▶ _Data_

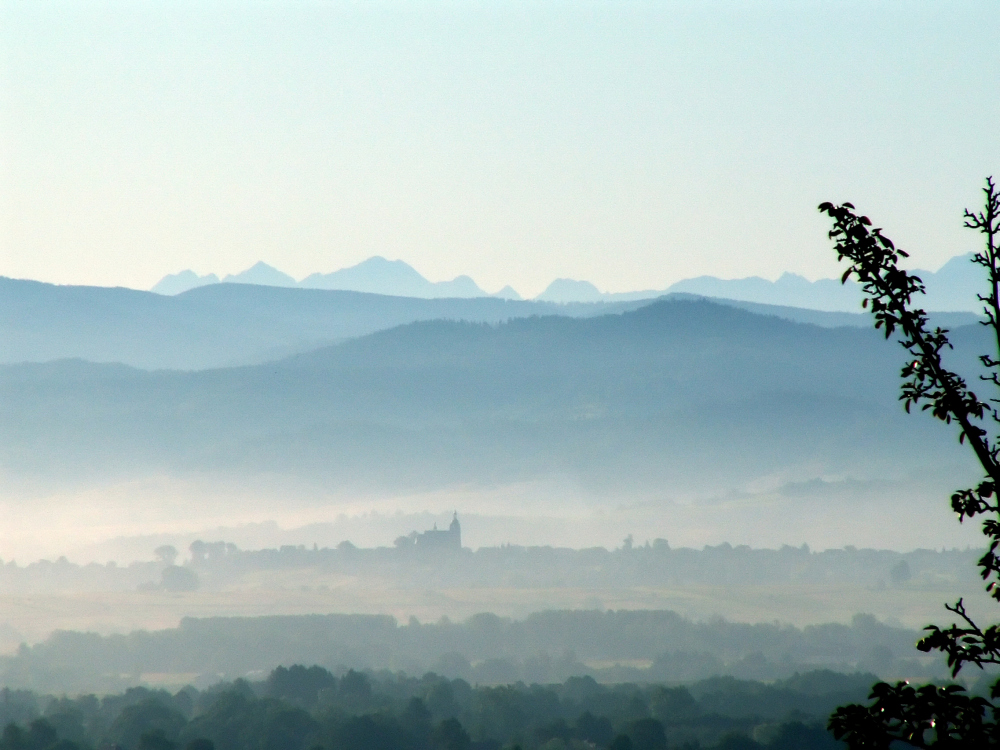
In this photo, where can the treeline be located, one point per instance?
(299, 708)
(615, 646)
(655, 563)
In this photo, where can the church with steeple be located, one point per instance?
(450, 538)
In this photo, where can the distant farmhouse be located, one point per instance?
(450, 538)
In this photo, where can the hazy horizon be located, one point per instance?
(631, 146)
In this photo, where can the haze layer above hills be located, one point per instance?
(951, 288)
(237, 324)
(675, 394)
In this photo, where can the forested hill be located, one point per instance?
(678, 391)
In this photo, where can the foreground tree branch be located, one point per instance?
(933, 716)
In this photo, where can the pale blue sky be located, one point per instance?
(628, 143)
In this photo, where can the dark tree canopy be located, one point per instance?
(935, 716)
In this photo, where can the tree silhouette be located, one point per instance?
(935, 716)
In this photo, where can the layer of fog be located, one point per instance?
(126, 521)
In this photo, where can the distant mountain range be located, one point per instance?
(221, 325)
(952, 288)
(673, 394)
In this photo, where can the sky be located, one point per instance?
(631, 144)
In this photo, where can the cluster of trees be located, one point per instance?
(613, 646)
(300, 708)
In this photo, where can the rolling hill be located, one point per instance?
(674, 394)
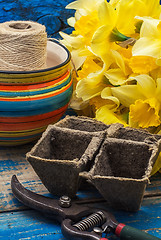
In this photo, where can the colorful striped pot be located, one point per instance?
(31, 100)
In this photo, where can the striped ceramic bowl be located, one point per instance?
(30, 101)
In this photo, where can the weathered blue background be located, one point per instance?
(51, 13)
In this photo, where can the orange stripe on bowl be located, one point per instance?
(34, 86)
(43, 96)
(30, 125)
(32, 118)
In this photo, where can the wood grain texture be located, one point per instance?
(17, 222)
(51, 13)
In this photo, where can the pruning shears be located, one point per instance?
(78, 222)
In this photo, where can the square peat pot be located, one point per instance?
(60, 155)
(121, 171)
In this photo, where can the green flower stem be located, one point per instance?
(117, 36)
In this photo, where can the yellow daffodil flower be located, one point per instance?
(147, 50)
(142, 99)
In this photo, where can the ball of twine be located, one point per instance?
(22, 46)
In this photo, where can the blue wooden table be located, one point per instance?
(18, 222)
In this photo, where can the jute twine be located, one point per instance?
(22, 46)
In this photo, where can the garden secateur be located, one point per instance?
(78, 222)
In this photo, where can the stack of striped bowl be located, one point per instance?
(30, 101)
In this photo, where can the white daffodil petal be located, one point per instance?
(127, 94)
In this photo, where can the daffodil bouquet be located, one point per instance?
(116, 53)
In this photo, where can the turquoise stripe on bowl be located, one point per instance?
(34, 92)
(36, 104)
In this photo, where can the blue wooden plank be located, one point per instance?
(33, 225)
(51, 13)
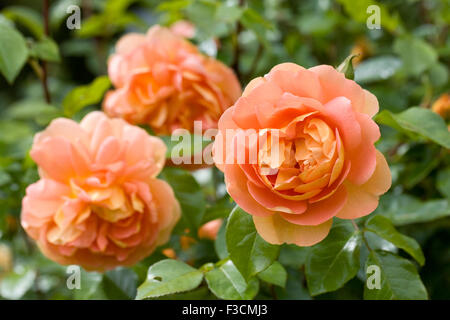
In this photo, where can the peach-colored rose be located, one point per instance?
(98, 203)
(328, 165)
(442, 106)
(162, 80)
(210, 229)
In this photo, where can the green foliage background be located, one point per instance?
(405, 64)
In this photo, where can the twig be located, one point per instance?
(44, 63)
(237, 49)
(363, 235)
(254, 65)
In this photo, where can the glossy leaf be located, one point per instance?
(227, 283)
(45, 49)
(419, 121)
(13, 52)
(189, 195)
(274, 274)
(168, 277)
(335, 260)
(405, 209)
(383, 227)
(399, 279)
(417, 55)
(120, 284)
(377, 69)
(248, 251)
(86, 95)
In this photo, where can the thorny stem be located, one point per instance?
(237, 49)
(254, 65)
(363, 235)
(44, 63)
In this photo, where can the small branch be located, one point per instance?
(237, 49)
(363, 235)
(44, 63)
(254, 65)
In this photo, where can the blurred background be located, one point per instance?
(404, 62)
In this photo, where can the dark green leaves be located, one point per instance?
(168, 277)
(86, 95)
(405, 209)
(274, 274)
(45, 49)
(189, 195)
(13, 52)
(383, 227)
(335, 260)
(419, 121)
(399, 278)
(377, 69)
(120, 284)
(227, 283)
(417, 55)
(248, 251)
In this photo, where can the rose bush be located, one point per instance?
(98, 203)
(327, 166)
(164, 81)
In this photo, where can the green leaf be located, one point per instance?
(86, 95)
(167, 277)
(13, 131)
(418, 121)
(383, 227)
(293, 256)
(120, 284)
(443, 182)
(404, 209)
(45, 49)
(335, 260)
(15, 284)
(227, 283)
(417, 55)
(32, 109)
(346, 67)
(377, 69)
(399, 279)
(90, 287)
(248, 251)
(186, 145)
(274, 274)
(358, 11)
(295, 286)
(220, 244)
(189, 195)
(253, 21)
(13, 52)
(228, 13)
(438, 74)
(26, 17)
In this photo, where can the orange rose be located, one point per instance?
(327, 165)
(210, 229)
(442, 106)
(163, 80)
(98, 203)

▶ _What you will do_
Print the listing above in full, exactly as written. Omit any pictures.

▶ _Answer to the task_
In this photo, where can the treeline be located, one point per instance?
(299, 708)
(615, 646)
(655, 563)
In this photo, where can the church with steeple be located, one point per instance?
(450, 538)
In this photo, where can the distant farmhouse be located, one point per instance?
(450, 538)
In this photo, where can the hazy horizon be located, one point per instance?
(631, 146)
In this photo, where can the haze layer above hills be located, one point per instance?
(951, 288)
(237, 324)
(675, 394)
In this photo, where can the forested hill be located, one point per instance?
(678, 391)
In this photo, where can the foreground tree branch be located, one point per instance?
(933, 716)
In this photo, where can the pale blue sky be located, one point per instance?
(628, 143)
In this photo, where can the dark tree canopy be located, one point per instance?
(935, 716)
In this photo, where can the tree silhouette be located, one point per instance?
(935, 716)
In this photo, where can the layer of fog be located, one point per instance?
(126, 521)
In this photo, where can the distant mountain range be located, one point per instance?
(221, 325)
(952, 288)
(673, 394)
In this photo, where can the sky be located, one point per instance?
(631, 144)
In this photo, where can the cluster of trees be located, one point per instance?
(613, 646)
(300, 708)
In this photo, where can the rolling hill be located, one point per instance?
(674, 394)
In this photo, where can the colorful striped pot be located, one point per instance?
(31, 100)
In this photo, where can the striped ceramic bowl be located, one point per instance?
(30, 101)
In this photo, where can the weathered blue background be located, one point per instance?
(51, 13)
In this photo, where can the orange stripe on bowl be located, one point per instance?
(34, 86)
(43, 96)
(30, 125)
(32, 118)
In this photo, where can the wood grain texture be located, one point per instance?
(17, 222)
(51, 13)
In this photo, where can the pruning shears be located, one point per instance?
(78, 222)
In this photo, where can the square peat pot be located, one point per instance?
(60, 155)
(121, 171)
In this photo, where can the green flower stem be located, one point per instance?
(117, 36)
In this photo, where can the yellow daffodil flower be located, one point per instance?
(147, 50)
(142, 99)
In this photo, where can the ball of twine be located, one point per instance?
(22, 46)
In this photo, where can the blue wooden table be located, one point per instance?
(18, 222)
In this photo, where can the jute twine be located, one point per instance?
(22, 46)
In this photo, where can the garden secateur be located, one point per instance?
(78, 222)
In this photo, where can the stack of striped bowl be located, one point per instance?
(30, 101)
In this photo, where can the white daffodil petal be located, one point per instance?
(127, 94)
In this photo, where can the daffodil bouquet be located, one point per instance?
(116, 53)
In this photo, where can the turquoise stripe on bowl be located, one point per instance?
(34, 92)
(36, 104)
In this photo, where can the blue wooden plank be located, one point per instance?
(33, 225)
(51, 13)
In this photo, where can the peach-colored rose be located, one point per instance?
(98, 203)
(328, 165)
(442, 106)
(162, 80)
(210, 229)
In this photo, where can the green foliage background be located, one point per instance?
(405, 64)
In this photo, where can the twig be located, one point per instance?
(44, 63)
(237, 49)
(363, 235)
(254, 65)
In this photo, where can the glossy leaf be located, one point per instance?
(227, 283)
(45, 49)
(419, 121)
(13, 52)
(189, 195)
(274, 274)
(168, 277)
(335, 260)
(405, 209)
(383, 227)
(399, 279)
(417, 55)
(120, 284)
(377, 69)
(248, 251)
(86, 95)
In this photo, where can the thorny stem be located, one point per instance?
(237, 49)
(254, 65)
(363, 235)
(44, 63)
In this photo, where can the small branch be located, one point per instance?
(237, 49)
(363, 235)
(44, 63)
(254, 65)
In this photo, where can the blurred background be located, one point per instance?
(404, 62)
In this photo, where can the dark green leaves be located, one point per instance?
(168, 277)
(86, 95)
(405, 209)
(274, 274)
(45, 49)
(189, 195)
(13, 52)
(383, 227)
(335, 260)
(419, 121)
(399, 278)
(377, 69)
(120, 284)
(227, 283)
(417, 55)
(248, 251)
In this photo, where can the rose bush be located, one point per instance?
(98, 203)
(327, 166)
(164, 81)
In this photo, where can the green leaf be located, one point per instance?
(86, 95)
(167, 277)
(13, 131)
(418, 121)
(383, 227)
(293, 256)
(120, 284)
(443, 182)
(404, 209)
(45, 49)
(335, 260)
(15, 284)
(227, 283)
(417, 55)
(32, 109)
(346, 67)
(377, 69)
(399, 279)
(90, 287)
(248, 251)
(186, 145)
(274, 274)
(358, 11)
(295, 286)
(220, 244)
(189, 195)
(253, 21)
(13, 52)
(228, 13)
(438, 74)
(26, 17)
In this photo, where can the orange rose be located, one point per instance?
(327, 165)
(210, 229)
(442, 106)
(163, 80)
(98, 203)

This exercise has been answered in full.